- Work to complete -
a: Reproduce the passage on iron and aluminum oxides word for word, from start to finish.
b: In the records, find each line containing the string "example" and copy those lines out in full. Matching is case-sensitive.

- Supplied passage -
——

Iron and aluminum oxides

by T.B.S. Christopher 1996

Iron and aluminum ought to be the best cations to link the negative charged organic matter and the negative charged clay, but the problem is iron and aluminum tend to hydrolyze into a myriad of forms: polycations, hydroxides, oxyhydroxides and oxides (Theng and Scharpenseel, 1975; Theng, 1976). Iron oxides are the most abundant of the metallic oxides in the soils (Schwertmann and Taylor, 1989). Moreover, iron oxides account for a major portion of the pH-dependent charge in tropical soils, and that up to 40% of the clay surfaces are coated by iron oxides (Sumner, 1963).

——

- Data for this exercise -
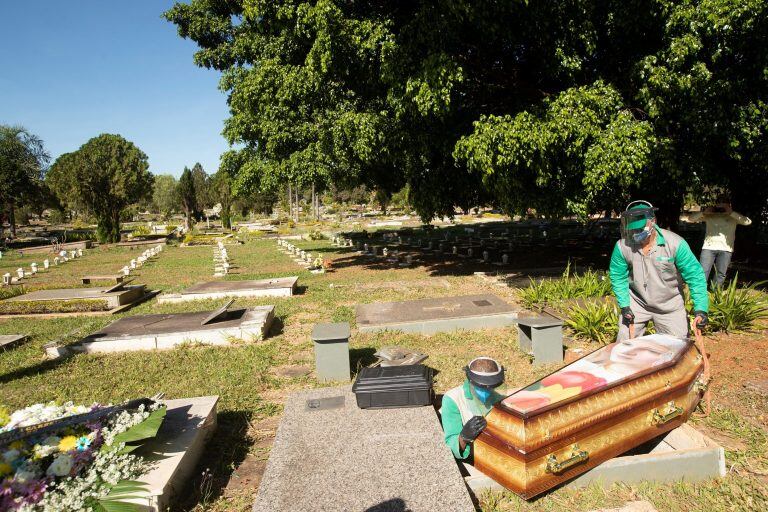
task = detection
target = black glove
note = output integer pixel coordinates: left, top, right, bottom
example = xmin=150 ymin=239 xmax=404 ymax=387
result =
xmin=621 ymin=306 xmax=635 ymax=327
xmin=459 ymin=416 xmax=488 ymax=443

——

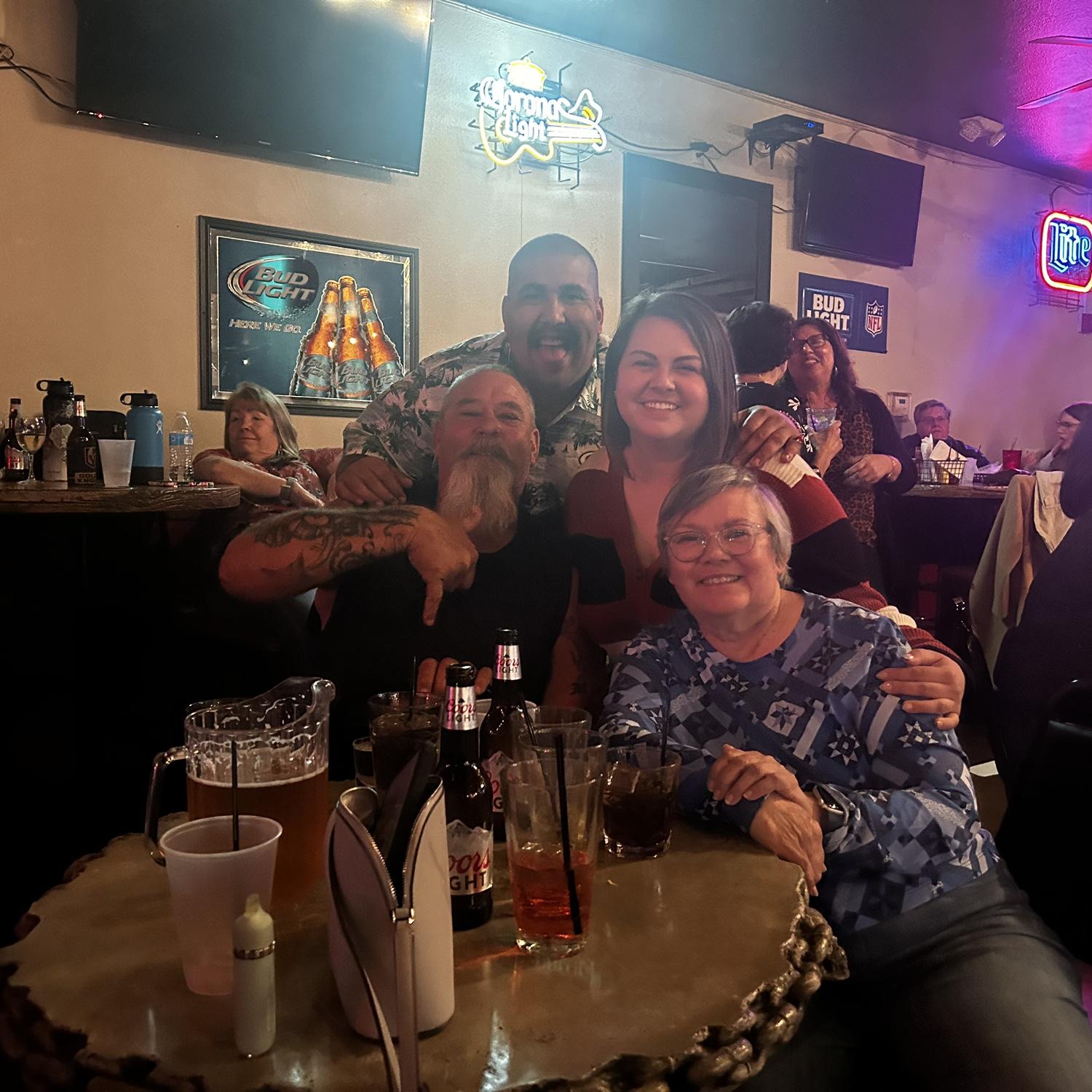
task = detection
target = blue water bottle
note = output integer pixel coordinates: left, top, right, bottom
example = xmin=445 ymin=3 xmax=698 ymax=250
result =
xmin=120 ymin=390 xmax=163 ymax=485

——

- Answers in order -
a:
Iron and aluminum oxides

by T.B.S. Christopher 1996

Iron and aluminum ought to be the best cations to link the negative charged organic matter and the negative charged clay, but the problem is iron and aluminum tend to hydrolyze into a myriad of forms: polycations, hydroxides, oxyhydroxides and oxides (Theng and Scharpenseel, 1975; Theng, 1976). Iron oxides are the most abundant of the metallic oxides in the soils (Schwertmann and Taylor, 1989). Moreover, iron oxides account for a major portion of the pH-dependent charge in tropical soils, and that up to 40% of the clay surfaces are coated by iron oxides (Sumner, 1963).

b:
example = xmin=150 ymin=239 xmax=404 ymax=387
example = xmin=445 ymin=3 xmax=698 ymax=250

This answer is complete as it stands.